EXERCISE DETAILS ->
All of the data below is to be output without alteration.

Region pointing data
-----
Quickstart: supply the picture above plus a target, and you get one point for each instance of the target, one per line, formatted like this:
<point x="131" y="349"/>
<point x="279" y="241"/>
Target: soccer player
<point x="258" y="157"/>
-----
SOLUTION TO THIS PROBLEM ->
Quickstart: supply the picture above plus a target, and you get one point for each instance of the target, one per line, formatted like this:
<point x="131" y="349"/>
<point x="279" y="241"/>
Target: soccer player
<point x="258" y="157"/>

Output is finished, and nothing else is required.